### Your task:
Without including any picture, write out the entries exactly as they stand.

[Image-grounded pointing data]
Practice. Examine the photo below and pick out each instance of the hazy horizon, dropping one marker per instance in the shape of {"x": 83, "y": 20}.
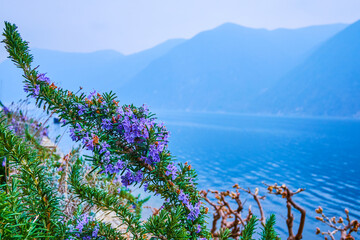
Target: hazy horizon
{"x": 130, "y": 27}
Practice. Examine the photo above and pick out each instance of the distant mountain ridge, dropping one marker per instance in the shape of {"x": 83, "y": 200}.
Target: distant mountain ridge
{"x": 327, "y": 83}
{"x": 223, "y": 69}
{"x": 227, "y": 69}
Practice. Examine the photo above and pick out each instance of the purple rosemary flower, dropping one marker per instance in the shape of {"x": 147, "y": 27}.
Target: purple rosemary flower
{"x": 43, "y": 78}
{"x": 92, "y": 94}
{"x": 82, "y": 109}
{"x": 146, "y": 185}
{"x": 82, "y": 221}
{"x": 128, "y": 178}
{"x": 27, "y": 88}
{"x": 171, "y": 170}
{"x": 184, "y": 198}
{"x": 6, "y": 110}
{"x": 194, "y": 211}
{"x": 95, "y": 231}
{"x": 36, "y": 90}
{"x": 198, "y": 228}
{"x": 138, "y": 176}
{"x": 106, "y": 124}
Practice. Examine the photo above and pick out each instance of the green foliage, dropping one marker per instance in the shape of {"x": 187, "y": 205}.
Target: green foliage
{"x": 249, "y": 229}
{"x": 37, "y": 198}
{"x": 268, "y": 232}
{"x": 224, "y": 234}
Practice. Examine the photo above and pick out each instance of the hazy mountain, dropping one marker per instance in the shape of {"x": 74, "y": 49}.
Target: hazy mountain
{"x": 102, "y": 70}
{"x": 327, "y": 83}
{"x": 225, "y": 68}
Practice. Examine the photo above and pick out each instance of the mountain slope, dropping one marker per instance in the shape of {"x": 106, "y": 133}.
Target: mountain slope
{"x": 224, "y": 68}
{"x": 326, "y": 84}
{"x": 101, "y": 70}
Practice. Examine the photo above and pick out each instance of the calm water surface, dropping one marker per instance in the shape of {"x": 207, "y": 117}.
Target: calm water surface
{"x": 321, "y": 155}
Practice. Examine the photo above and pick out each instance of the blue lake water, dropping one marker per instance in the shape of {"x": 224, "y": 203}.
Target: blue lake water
{"x": 321, "y": 155}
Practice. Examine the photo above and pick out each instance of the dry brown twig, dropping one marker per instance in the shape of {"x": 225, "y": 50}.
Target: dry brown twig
{"x": 223, "y": 211}
{"x": 338, "y": 225}
{"x": 286, "y": 193}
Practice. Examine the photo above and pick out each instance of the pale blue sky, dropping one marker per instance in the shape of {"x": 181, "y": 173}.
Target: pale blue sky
{"x": 132, "y": 25}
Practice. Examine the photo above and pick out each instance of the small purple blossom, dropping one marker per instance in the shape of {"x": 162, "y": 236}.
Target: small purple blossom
{"x": 146, "y": 185}
{"x": 198, "y": 228}
{"x": 92, "y": 94}
{"x": 106, "y": 124}
{"x": 43, "y": 78}
{"x": 95, "y": 231}
{"x": 82, "y": 109}
{"x": 194, "y": 211}
{"x": 36, "y": 90}
{"x": 171, "y": 170}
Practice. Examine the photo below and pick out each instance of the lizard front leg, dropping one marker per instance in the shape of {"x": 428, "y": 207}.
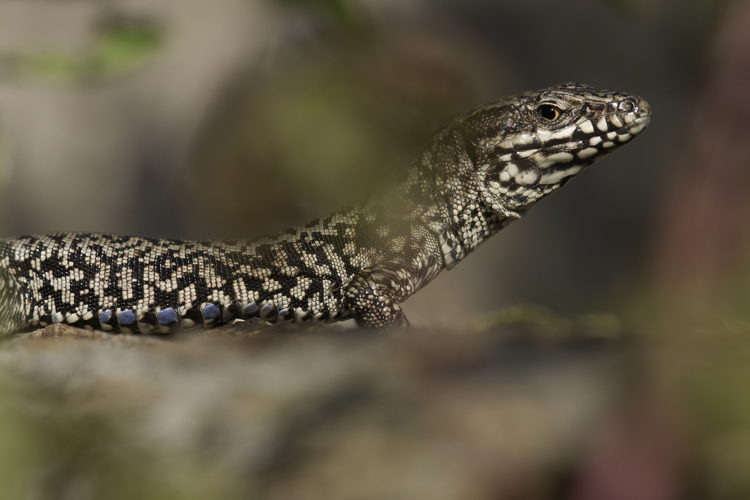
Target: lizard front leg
{"x": 373, "y": 295}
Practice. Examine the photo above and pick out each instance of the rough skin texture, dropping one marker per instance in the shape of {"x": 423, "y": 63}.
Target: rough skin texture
{"x": 481, "y": 171}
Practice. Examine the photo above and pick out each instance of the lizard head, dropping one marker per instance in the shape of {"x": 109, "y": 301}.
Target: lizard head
{"x": 527, "y": 146}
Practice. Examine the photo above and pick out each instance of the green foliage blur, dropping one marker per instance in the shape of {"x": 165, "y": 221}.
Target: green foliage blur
{"x": 119, "y": 49}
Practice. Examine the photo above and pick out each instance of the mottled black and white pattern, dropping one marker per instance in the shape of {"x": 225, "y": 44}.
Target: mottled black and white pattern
{"x": 481, "y": 171}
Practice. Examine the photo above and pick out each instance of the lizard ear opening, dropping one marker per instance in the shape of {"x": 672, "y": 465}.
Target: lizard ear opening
{"x": 470, "y": 146}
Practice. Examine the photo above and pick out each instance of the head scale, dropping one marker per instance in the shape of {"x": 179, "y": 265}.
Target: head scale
{"x": 529, "y": 145}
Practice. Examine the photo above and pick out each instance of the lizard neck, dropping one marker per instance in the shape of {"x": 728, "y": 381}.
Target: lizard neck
{"x": 450, "y": 196}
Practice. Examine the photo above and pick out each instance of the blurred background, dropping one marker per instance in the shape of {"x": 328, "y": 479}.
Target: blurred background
{"x": 203, "y": 119}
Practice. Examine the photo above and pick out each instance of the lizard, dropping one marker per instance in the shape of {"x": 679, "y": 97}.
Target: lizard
{"x": 481, "y": 171}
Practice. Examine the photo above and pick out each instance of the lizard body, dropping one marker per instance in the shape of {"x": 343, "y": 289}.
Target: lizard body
{"x": 481, "y": 171}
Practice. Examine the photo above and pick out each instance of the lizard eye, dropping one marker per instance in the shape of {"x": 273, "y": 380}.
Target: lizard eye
{"x": 549, "y": 112}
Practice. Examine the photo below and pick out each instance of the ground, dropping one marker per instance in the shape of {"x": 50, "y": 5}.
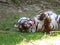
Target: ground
{"x": 38, "y": 38}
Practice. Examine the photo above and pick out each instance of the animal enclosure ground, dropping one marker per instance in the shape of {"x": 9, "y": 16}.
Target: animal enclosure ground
{"x": 38, "y": 38}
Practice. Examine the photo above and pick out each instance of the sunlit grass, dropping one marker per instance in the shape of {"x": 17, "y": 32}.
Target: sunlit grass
{"x": 38, "y": 38}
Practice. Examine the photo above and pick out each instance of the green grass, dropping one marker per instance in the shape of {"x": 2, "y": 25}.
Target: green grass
{"x": 10, "y": 35}
{"x": 15, "y": 38}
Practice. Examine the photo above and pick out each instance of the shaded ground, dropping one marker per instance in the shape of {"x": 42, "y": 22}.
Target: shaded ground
{"x": 17, "y": 38}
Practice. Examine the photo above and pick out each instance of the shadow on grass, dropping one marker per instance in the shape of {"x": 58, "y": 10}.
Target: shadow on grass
{"x": 12, "y": 38}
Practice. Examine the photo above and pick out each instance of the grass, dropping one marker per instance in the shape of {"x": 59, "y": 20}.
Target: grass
{"x": 17, "y": 38}
{"x": 10, "y": 35}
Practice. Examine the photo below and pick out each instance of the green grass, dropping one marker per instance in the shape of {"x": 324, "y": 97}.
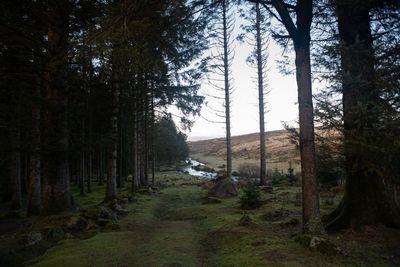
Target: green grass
{"x": 173, "y": 226}
{"x": 216, "y": 162}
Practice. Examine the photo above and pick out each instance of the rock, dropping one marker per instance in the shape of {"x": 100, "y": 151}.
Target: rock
{"x": 76, "y": 224}
{"x": 31, "y": 239}
{"x": 145, "y": 191}
{"x": 120, "y": 211}
{"x": 290, "y": 222}
{"x": 319, "y": 244}
{"x": 275, "y": 215}
{"x": 324, "y": 246}
{"x": 102, "y": 221}
{"x": 245, "y": 220}
{"x": 211, "y": 200}
{"x": 258, "y": 242}
{"x": 54, "y": 234}
{"x": 223, "y": 188}
{"x": 174, "y": 264}
{"x": 106, "y": 213}
{"x": 207, "y": 185}
{"x": 91, "y": 226}
{"x": 266, "y": 188}
{"x": 112, "y": 226}
{"x": 68, "y": 236}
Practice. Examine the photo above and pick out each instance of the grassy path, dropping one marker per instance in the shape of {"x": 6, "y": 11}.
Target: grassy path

### The completed task:
Practice. Examine the photo below and pick out each instance of the hazy horizon, dropping one marker per instance in the shape of {"x": 83, "y": 20}.
Target: hazy horizon
{"x": 130, "y": 27}
Practice. Examine the photo above and pick out each instance of the distant mountain ridge, dropping one marker per instance in the shape of {"x": 83, "y": 200}.
Target: distant mountain ridge
{"x": 327, "y": 83}
{"x": 223, "y": 69}
{"x": 227, "y": 69}
Practice. Examine the photo above and pick out each instance of the purple rosemary flower, dropping one marker per instance in the shape of {"x": 147, "y": 27}.
Target: purple rosemary flower
{"x": 43, "y": 78}
{"x": 92, "y": 94}
{"x": 82, "y": 109}
{"x": 146, "y": 185}
{"x": 82, "y": 221}
{"x": 128, "y": 178}
{"x": 27, "y": 88}
{"x": 171, "y": 170}
{"x": 184, "y": 198}
{"x": 6, "y": 110}
{"x": 194, "y": 211}
{"x": 95, "y": 231}
{"x": 36, "y": 90}
{"x": 198, "y": 228}
{"x": 138, "y": 176}
{"x": 106, "y": 124}
Practice. Examine the photo above and pick out each instance of the green foliage, dropping one marker per instance in the shape of {"x": 187, "y": 205}.
Target: green foliage
{"x": 249, "y": 229}
{"x": 37, "y": 198}
{"x": 268, "y": 232}
{"x": 224, "y": 234}
Practice. Examine the photo above and pick out each instance of the hazy mountain, dropping one marker per instance in the shape of {"x": 74, "y": 49}.
Target: hazy mountain
{"x": 102, "y": 70}
{"x": 327, "y": 83}
{"x": 225, "y": 68}
Practice. Examine the photo above and pick out each instance of the mountain slope, dropping one marker per instance in the shape of {"x": 106, "y": 133}.
Target: mountain slope
{"x": 224, "y": 68}
{"x": 326, "y": 84}
{"x": 101, "y": 70}
Practice. Examine the photo above and pick out each instance of the calm water surface, dropping one marker per instance in the shape of {"x": 207, "y": 117}.
Target: calm water surface
{"x": 321, "y": 155}
Practice. Examine the photo above and pick out each instance of the blue lake water, dropping one marker per instance in the shape of {"x": 224, "y": 203}.
Target: blue lake water
{"x": 321, "y": 155}
Practice. Examine the photo above and pick out each instance of the dry brown twig, dropping one marker per instance in the shape of {"x": 225, "y": 50}.
Target: dry brown twig
{"x": 223, "y": 211}
{"x": 338, "y": 225}
{"x": 286, "y": 193}
Practice. Examine the photo above and pick out each instance of the pale blue sky, dropping one marker per instance in the shape of {"x": 181, "y": 173}.
Target: pale blue sky
{"x": 132, "y": 25}
Practice. Examine the photo above and pick out each instance of the small purple blossom, dropping one marker per instance in the shape of {"x": 162, "y": 236}.
Target: small purple blossom
{"x": 146, "y": 185}
{"x": 198, "y": 228}
{"x": 92, "y": 94}
{"x": 106, "y": 124}
{"x": 43, "y": 78}
{"x": 95, "y": 231}
{"x": 82, "y": 109}
{"x": 194, "y": 211}
{"x": 36, "y": 90}
{"x": 171, "y": 170}
Practice. Examine the photo below and pick out each instance of the lizard front leg, dropping one marker per instance in the shape of {"x": 428, "y": 207}.
Target: lizard front leg
{"x": 373, "y": 295}
Practice. Examine the photo above and pick out each instance of the rough skin texture, dropping one marker per instance in the shape of {"x": 423, "y": 63}.
Target: rough skin texture
{"x": 481, "y": 171}
Practice. Examine the photo above and pick out each instance of the lizard head, dropping one marker per instance in the shape of {"x": 109, "y": 301}.
Target: lizard head
{"x": 527, "y": 146}
Practice. Examine the photo above and pick out each instance of the green foliage blur, dropping one marker per instance in the shape of {"x": 165, "y": 221}.
Target: green foliage blur
{"x": 119, "y": 49}
Practice. Examine the photo above and pick out each instance of the mottled black and white pattern, dropping one marker per instance in the shape of {"x": 225, "y": 44}.
Target: mottled black and white pattern
{"x": 481, "y": 171}
Practice. Examine the photo above and pick out each instance of the lizard ear opening, dropping one marker per instance in the shape of {"x": 672, "y": 465}.
Target: lizard ear opening
{"x": 470, "y": 146}
Practice. Examine the photo above and pick out each instance of the head scale, dropping one marker per instance in the shape of {"x": 179, "y": 265}.
Target: head scale
{"x": 529, "y": 145}
Practice. Examine the photo above and pick out each instance of the lizard neck, dropping one marker per instance in the shape of {"x": 728, "y": 381}.
Target: lizard neck
{"x": 450, "y": 196}
Practice. Examine the photo above and pick out each instance of the blurred background, dropping one marker per instance in the shape of {"x": 328, "y": 479}.
Target: blurred background
{"x": 203, "y": 119}
Practice. Examine the photo above and pick out each instance of the lizard, dropping one marker per instance in the shape of {"x": 679, "y": 97}.
Target: lizard
{"x": 481, "y": 171}
Practice. Examine the photo above and pick out each instance of the lizard body, dropping one marker per instance in the shape of {"x": 343, "y": 289}.
Target: lizard body
{"x": 481, "y": 171}
Practice. Examine the photo above and pick out each instance of the lizard eye, dropping one marker per instance in the shape of {"x": 273, "y": 380}.
Target: lizard eye
{"x": 549, "y": 112}
Practice. Examine the photo below and pick out each instance of the ground, dropping one marker per instance in the shape of {"x": 50, "y": 5}.
Target: ground
{"x": 38, "y": 38}
Practice. Examine the photo above and pick out each instance of the animal enclosure ground, dropping one marker per instance in the shape of {"x": 9, "y": 16}.
Target: animal enclosure ground
{"x": 38, "y": 38}
Practice. Examine the photo above and pick out each instance of the sunlit grass, dropping one marker per instance in the shape of {"x": 17, "y": 32}.
Target: sunlit grass
{"x": 38, "y": 38}
Practice. Examine the photo above and pick out each instance of the green grass, dropping one marker per instance in the shape of {"x": 2, "y": 25}.
Target: green grass
{"x": 10, "y": 35}
{"x": 15, "y": 38}
Practice. Examine the photo above and pick out each instance of the shaded ground, dropping one marker per instance in the shape of {"x": 42, "y": 22}.
Target: shaded ground
{"x": 17, "y": 38}
Practice. Examine the photo above and pick out each instance of the shadow on grass, dropping one marker per instance in the shape of {"x": 58, "y": 10}.
Target: shadow on grass
{"x": 12, "y": 38}
Practice. Examine the photo above and pick out each instance of the grass, dropping one marker per instance in the shape of {"x": 59, "y": 20}.
Target: grass
{"x": 17, "y": 38}
{"x": 10, "y": 35}
Practice. Examine the photo below and pick out each instance of the green grass, dropping one marker per instance in the shape of {"x": 324, "y": 97}.
Target: green grass
{"x": 173, "y": 226}
{"x": 216, "y": 162}
Practice. Examine the photo above and pick out each instance of the rock, dropping one marker per instance in the shape of {"x": 100, "y": 151}.
Target: rock
{"x": 76, "y": 224}
{"x": 31, "y": 239}
{"x": 145, "y": 191}
{"x": 120, "y": 211}
{"x": 290, "y": 222}
{"x": 319, "y": 244}
{"x": 275, "y": 215}
{"x": 324, "y": 246}
{"x": 102, "y": 221}
{"x": 245, "y": 220}
{"x": 211, "y": 200}
{"x": 258, "y": 242}
{"x": 54, "y": 234}
{"x": 223, "y": 188}
{"x": 174, "y": 264}
{"x": 106, "y": 213}
{"x": 207, "y": 185}
{"x": 91, "y": 226}
{"x": 266, "y": 188}
{"x": 112, "y": 226}
{"x": 68, "y": 236}
Practice. Examine the photo above and pick out each instance of the grassy path, dropping one marker per instance in the shape of {"x": 6, "y": 11}.
Target: grassy path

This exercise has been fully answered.